Article:
Tuesday, August 21, 2012

...on Daily Improvement

So, part of surviving distance is to make a plan each day to get OUT of the house!  Seriously though, if I didn't force myself to go somewhere, I sincerely wouldn't.  I didn't have toothpaste for the first 3 days after I got home from PA.  (Don't freak out, I used mouthwash every day.  I scrubbed with a toothbrush, too).  I saw myself living as if I was still in college, simply because I lost the drive to get out and about!  "What's the point of cooking a gourmet meal when my husband isn't here to enjoy it?"  Answer - Because I enjoy it!!

Most days I make a plan with a friend - accountability is KEY to make sure you actually get your butt off the couch.  I've established a workout routine to hopefully reach some goals in the 2 weeks that I have left.  I'm actually significantly improving in the areas that I was hoping for, so I'm really glad!  Also, I have a strong passion for finding a job to have once David leaves again in 6 weeks.  I've been applying for positions and I'm actually highly qualified for these jobs!  I haven't heard anything from them, yet... but I'm keeping my hopes up.  A couple of them are my dream jobs!  Jobs that can turn into a career!  Okay, Bev, time to keep my feet on the ground.

Also part of my daily plans are home-furnishing projects.  I have made several pieces of art which I now have littered around the living room.  My best friend Eden took me to IKEA for the first time and we bought a few pieces of decor for the kitchen; Eden also hand-made an apron for me, which is now hanging in its rightful spot in the kitchen.  All of these little projects have been hours of enjoyment, they've kept my mind off of missing my sweet husband, and they now serve a purpose in the house.  (Kind of.  I guess it depends on your perspective.  My husband's take on wall art - "I just don't understand having things in our house and their only purpose is to collect dust,")  He's going to love the stuff that I made, though.  He's the kind of guy who appreciates the hard work that goes into hand-making things :)

Material supplied:
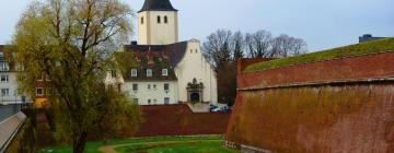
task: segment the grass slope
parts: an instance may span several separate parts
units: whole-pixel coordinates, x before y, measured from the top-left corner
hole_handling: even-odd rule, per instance
[[[85,153],[101,153],[100,148],[106,145],[121,145],[115,150],[119,153],[173,153],[173,152],[192,152],[192,153],[236,153],[234,150],[221,146],[222,137],[155,137],[144,139],[124,139],[111,140],[103,142],[89,142]],[[70,153],[70,146],[59,145],[37,151],[38,153]]]
[[[331,60],[344,57],[355,57],[381,51],[394,50],[394,38],[385,38],[380,40],[367,42],[329,50],[323,50],[302,56],[276,59],[265,62],[259,62],[246,67],[244,72],[263,71],[268,69],[276,69],[286,66],[311,63],[316,61]]]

Given request: Please copy the part of the blog post that opens with the words containing "So, part of" and closes with "I enjoy it!!". The items come from a different source than the blog post.

Response to this exercise:
So, part of surviving distance is to make a plan each day to get OUT of the house!  Seriously though, if I didn't force myself to go somewhere, I sincerely wouldn't.  I didn't have toothpaste for the first 3 days after I got home from PA.  (Don't freak out, I used mouthwash every day.  I scrubbed with a toothbrush, too).  I saw myself living as if I was still in college, simply because I lost the drive to get out and about!  "What's the point of cooking a gourmet meal when my husband isn't here to enjoy it?"  Answer - Because I enjoy it!!